◆ EXTRAIT DE PAGE
■ ■ ■ ■
ACOUSTIQUE ET SALLES DE CONCERT

Les problèmes sonores liés à l’acoustique ne datent pas d’aujourd’hui. On ne peut en douter en observant l’architecture arrondie des amphithéâtres grecs. Les travaux qui ont été conduits depuis l’Antiquité sur les phénomènes acoustiques nous ont apporté des connaissances approfondies sur notre façon de percevoir les sons. Nous n’avons eu de cesse d’optimiser les conditions dans lesquelles ils devaient être perçus. L’acoustique architecturale a contribué largement à cette prise de conscience.


QUAND LES ONDES RENCONTRENT DES OBSTACLES…

Face à une vaste étendue toute plate comme une plaine, le son se perd à l’horizon. Seuls des obstacles peuvent modifier le comportement des ondes. Ainsi, quand une onde butte contre un mur, elle nous est renvoyée. C’est la nature du terrain, des matériaux, la forme et la taille des obstacles qui déterminent l’amplitude des réflexions ;l’onde incidente étant celle qui arrive et l’onde réfléchie, celle qui repart.

Le son que nous percevons lors d’un concert serait ‘mat’, terne, sans relief si les réflexions n’existaient pas. Elles sont donc utiles, mais sous certaines conditions, car un excès de réflexions nuirait à la qualité du rendu sonore.

Dans un premier temps, le son reçu par nos oreilles est l’onde directe. Elle correspond au trajet le plus court. À ce son vont se rajouter d’autres ondes par vagues successives jusqu’à l’extinction complète du son. Tout ceci se passe à une si grande vitesse que nos pauvres oreilles ont bien du mal à faire le tri. Ces vagues de réflexions produisent un phénomène bien connu, la réverbération.


LA RÉVERBÉRATION DE LA SALLE

Elle peut durer que quelques dizaines de millisecondes, toutefois, elle ne s’arrête jamais brusquement, mais disparaît progressivement suivant une pente plus ou moins abrupte. Heureusement d’ailleurs, car la musique que nous entendrions deviendrait alors désagréable et fatigante !

Le temps de réverbération est proportionnel au volume de la salle et inversement proportionnel au coefficient d’absorption des parois. En effet, toutes les parois n’ont pas le même niveau d’absorption. En fonction de leur revêtement, la faculté de réfléchir l’énergie qui leur parvient est plus ou moins grande. Le matériau d’absorption le plus connu est la laine de verre… mais attention, son utilisation ne répond pas à tous les critères d’une bonne acoustique, car chaque matériau absorbe seulement une plage de fréquences et pas du tout le spectre sonore dans sa globalité.

Dans une salle de concert, un minimum de réverbération est toujours nécessaire, car sa présence apporte à la musique exécutée une plus grande profondeur et moins de sécheresse. Pour nos oreilles, la réverbération joue un rôle flatteur, à conditions bien-sûr qu’elle ne soit pas trop imposante. Deux à trois secondes dans une grande salle suffisent généralement.
■ ■ ■ ■
◆ ITEMS EXTRAITS
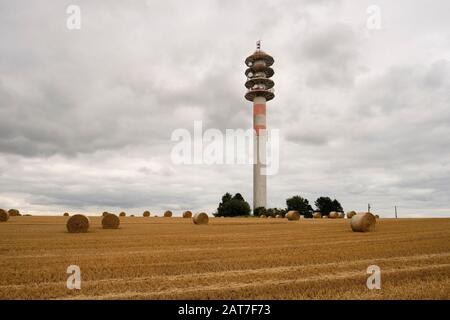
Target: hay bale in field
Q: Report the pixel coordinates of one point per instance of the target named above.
(350, 214)
(168, 214)
(187, 214)
(4, 215)
(317, 215)
(333, 215)
(200, 218)
(293, 215)
(78, 223)
(110, 221)
(14, 213)
(363, 222)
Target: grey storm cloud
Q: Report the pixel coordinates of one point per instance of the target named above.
(86, 116)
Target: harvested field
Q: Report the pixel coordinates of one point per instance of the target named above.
(230, 258)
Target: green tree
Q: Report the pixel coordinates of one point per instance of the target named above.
(325, 205)
(301, 205)
(233, 206)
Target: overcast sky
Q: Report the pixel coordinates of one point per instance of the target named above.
(86, 115)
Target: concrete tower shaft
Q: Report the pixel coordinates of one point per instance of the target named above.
(260, 90)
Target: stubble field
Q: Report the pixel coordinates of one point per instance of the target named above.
(231, 258)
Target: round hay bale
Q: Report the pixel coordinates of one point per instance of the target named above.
(200, 218)
(187, 214)
(363, 222)
(4, 215)
(293, 215)
(350, 214)
(168, 214)
(110, 221)
(78, 223)
(333, 215)
(14, 213)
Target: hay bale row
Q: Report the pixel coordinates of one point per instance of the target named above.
(110, 221)
(187, 214)
(4, 215)
(363, 222)
(168, 214)
(78, 223)
(293, 215)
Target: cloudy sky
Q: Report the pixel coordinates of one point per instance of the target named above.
(86, 116)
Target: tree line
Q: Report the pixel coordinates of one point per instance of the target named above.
(233, 206)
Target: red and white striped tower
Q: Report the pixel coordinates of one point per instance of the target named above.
(260, 90)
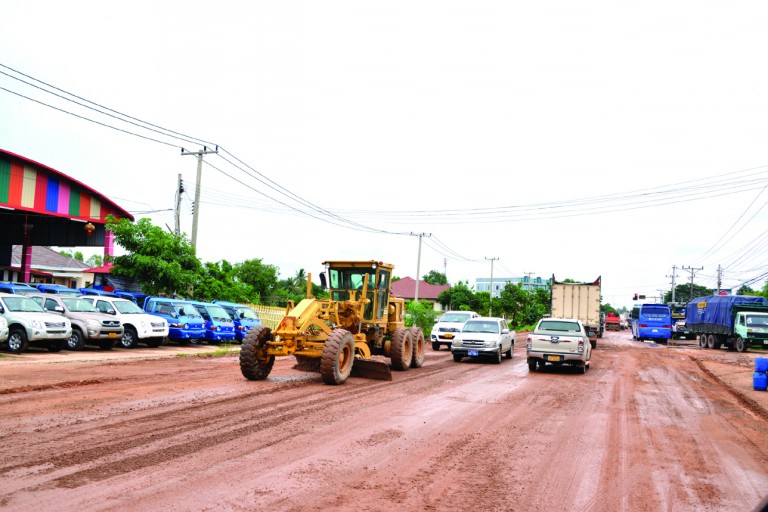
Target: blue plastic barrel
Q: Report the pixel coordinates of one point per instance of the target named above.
(760, 381)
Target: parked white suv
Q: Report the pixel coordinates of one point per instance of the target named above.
(484, 337)
(29, 323)
(448, 326)
(559, 341)
(139, 327)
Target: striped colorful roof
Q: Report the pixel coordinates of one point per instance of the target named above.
(30, 186)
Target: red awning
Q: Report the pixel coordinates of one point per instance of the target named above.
(104, 269)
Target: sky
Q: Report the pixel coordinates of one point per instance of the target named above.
(625, 140)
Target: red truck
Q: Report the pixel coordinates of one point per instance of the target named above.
(612, 322)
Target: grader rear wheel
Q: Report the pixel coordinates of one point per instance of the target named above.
(401, 352)
(417, 337)
(255, 362)
(338, 357)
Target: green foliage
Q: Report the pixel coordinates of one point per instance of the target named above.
(435, 277)
(421, 314)
(164, 263)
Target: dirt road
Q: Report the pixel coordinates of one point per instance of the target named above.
(648, 428)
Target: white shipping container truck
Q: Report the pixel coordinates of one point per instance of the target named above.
(580, 301)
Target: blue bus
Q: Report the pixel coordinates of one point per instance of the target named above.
(651, 322)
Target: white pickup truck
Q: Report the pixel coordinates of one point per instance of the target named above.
(559, 341)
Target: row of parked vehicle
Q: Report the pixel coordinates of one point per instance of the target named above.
(57, 318)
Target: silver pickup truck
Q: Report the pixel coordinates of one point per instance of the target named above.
(559, 341)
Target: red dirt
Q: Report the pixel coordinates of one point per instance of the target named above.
(648, 428)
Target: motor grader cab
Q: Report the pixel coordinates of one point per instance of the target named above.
(342, 334)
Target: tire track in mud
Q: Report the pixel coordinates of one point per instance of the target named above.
(229, 418)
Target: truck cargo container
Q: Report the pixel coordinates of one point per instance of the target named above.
(736, 321)
(580, 301)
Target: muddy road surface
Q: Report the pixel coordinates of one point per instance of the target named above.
(648, 428)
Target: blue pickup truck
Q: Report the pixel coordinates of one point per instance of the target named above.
(185, 324)
(243, 316)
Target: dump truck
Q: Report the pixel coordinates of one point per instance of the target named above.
(580, 301)
(736, 321)
(348, 333)
(612, 322)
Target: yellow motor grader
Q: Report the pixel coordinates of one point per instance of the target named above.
(359, 320)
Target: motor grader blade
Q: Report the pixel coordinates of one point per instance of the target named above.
(369, 369)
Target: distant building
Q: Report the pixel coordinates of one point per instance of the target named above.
(405, 288)
(483, 284)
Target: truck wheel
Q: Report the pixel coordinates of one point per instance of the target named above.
(401, 350)
(17, 341)
(130, 337)
(255, 362)
(338, 357)
(56, 345)
(418, 347)
(76, 341)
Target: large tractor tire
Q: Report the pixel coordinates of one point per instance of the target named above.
(401, 351)
(255, 362)
(417, 337)
(338, 357)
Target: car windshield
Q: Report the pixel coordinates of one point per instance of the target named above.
(79, 305)
(127, 307)
(559, 325)
(455, 317)
(183, 309)
(22, 304)
(481, 326)
(248, 313)
(218, 314)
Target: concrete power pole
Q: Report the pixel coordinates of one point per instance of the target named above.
(177, 213)
(418, 263)
(196, 214)
(693, 273)
(490, 300)
(673, 276)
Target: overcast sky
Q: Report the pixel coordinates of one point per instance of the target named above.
(580, 139)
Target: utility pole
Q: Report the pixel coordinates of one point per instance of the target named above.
(490, 301)
(196, 214)
(177, 213)
(673, 276)
(692, 270)
(418, 263)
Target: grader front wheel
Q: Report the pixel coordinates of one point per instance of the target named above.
(255, 362)
(417, 337)
(338, 356)
(401, 352)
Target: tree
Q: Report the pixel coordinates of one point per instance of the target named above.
(162, 262)
(435, 277)
(458, 297)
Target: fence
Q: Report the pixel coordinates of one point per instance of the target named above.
(269, 315)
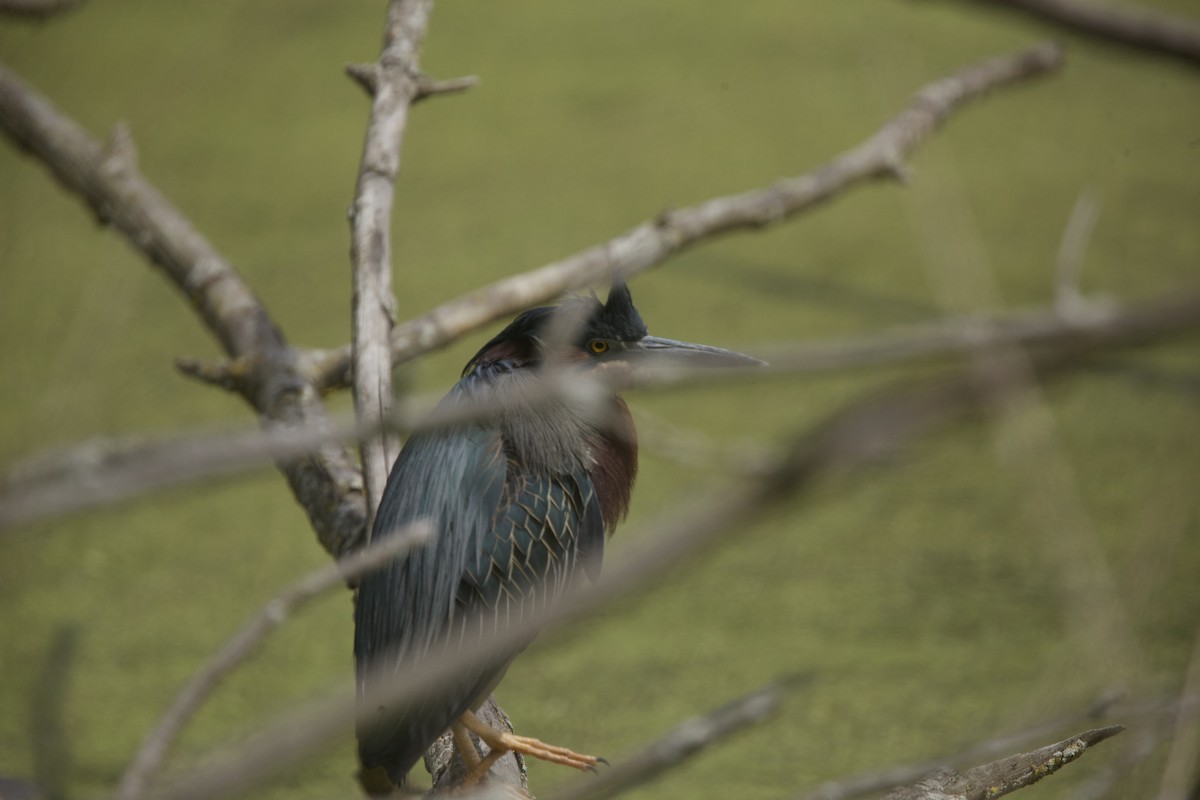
■ ■ ■ ■
◆ TRAVAIL DEMANDÉ
a – Selon l'extrait sur l'acoustique des salles de concert, quelle durée de réverbération suffit généralement dans une grande salle ?
b – Recopiez le passage de l'extrait sur l'acoustique des salles de concert qui commence à « Dans un premier » et se termine à « connu, la réverbération. », en substituant « résonance » à « réverbération ».

◆ RÉPONSES
a – Deux à trois secondes.

b –
Dans un premier temps, le son reçu par nos oreilles est l’onde directe. Elle correspond au trajet le plus court. À ce son vont se rajouter d’autres ondes par vagues successives jusqu’à l’extinction complète du son. Tout ceci se passe à une si grande vitesse que nos pauvres oreilles ont bien du mal à faire le tri. Ces vagues de réflexions produisent un phénomène bien connu, la résonance.